Dataset entries
◇ ◇ ◇ ◇ ◇
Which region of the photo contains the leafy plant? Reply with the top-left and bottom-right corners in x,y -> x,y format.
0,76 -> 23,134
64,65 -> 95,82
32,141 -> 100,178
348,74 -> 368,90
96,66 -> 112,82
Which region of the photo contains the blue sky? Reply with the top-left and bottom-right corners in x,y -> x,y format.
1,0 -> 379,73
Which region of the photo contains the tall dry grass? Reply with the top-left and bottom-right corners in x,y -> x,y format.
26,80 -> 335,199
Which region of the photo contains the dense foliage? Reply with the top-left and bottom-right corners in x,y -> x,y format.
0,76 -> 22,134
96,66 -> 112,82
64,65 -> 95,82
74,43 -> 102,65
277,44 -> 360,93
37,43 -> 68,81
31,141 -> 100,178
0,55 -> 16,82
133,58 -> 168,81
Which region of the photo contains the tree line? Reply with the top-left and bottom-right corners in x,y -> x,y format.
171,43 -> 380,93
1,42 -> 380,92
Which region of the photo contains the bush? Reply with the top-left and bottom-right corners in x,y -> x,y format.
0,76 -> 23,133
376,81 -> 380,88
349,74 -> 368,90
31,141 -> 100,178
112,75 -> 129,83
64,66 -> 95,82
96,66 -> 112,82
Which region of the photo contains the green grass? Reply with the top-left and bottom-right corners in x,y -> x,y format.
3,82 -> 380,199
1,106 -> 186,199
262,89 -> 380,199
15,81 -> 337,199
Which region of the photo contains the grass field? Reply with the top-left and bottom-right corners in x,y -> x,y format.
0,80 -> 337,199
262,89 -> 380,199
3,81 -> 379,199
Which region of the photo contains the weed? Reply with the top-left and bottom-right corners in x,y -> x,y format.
◇ ◇ ◇ ◇ ◇
Exercise brief => Going from the line that contains "Which region of the photo contains the bush?" to the last line of the records, reproduce every line as written.

Exercise solution =>
Which region of the photo contains the bush? Reply with the top-left and bottom-right corners in x,y -> x,y format.
0,76 -> 23,133
376,81 -> 380,88
349,74 -> 368,90
31,141 -> 100,178
112,75 -> 129,83
64,66 -> 95,82
96,66 -> 112,82
Which region of the photo contains the green grass? Reply with the top-left and bottom-right corners in x,y -> x,y format.
3,82 -> 380,199
1,106 -> 186,199
262,89 -> 380,199
15,81 -> 337,199
Which region of the photo contains the grass field? Reply with the top-left and bottom-right corners in x,y -> x,y format.
0,80 -> 337,199
262,89 -> 380,199
3,81 -> 379,199
Which region of the photo contains the weed? Reply with the top-left and bottom-right corners in x,y -> x,y format.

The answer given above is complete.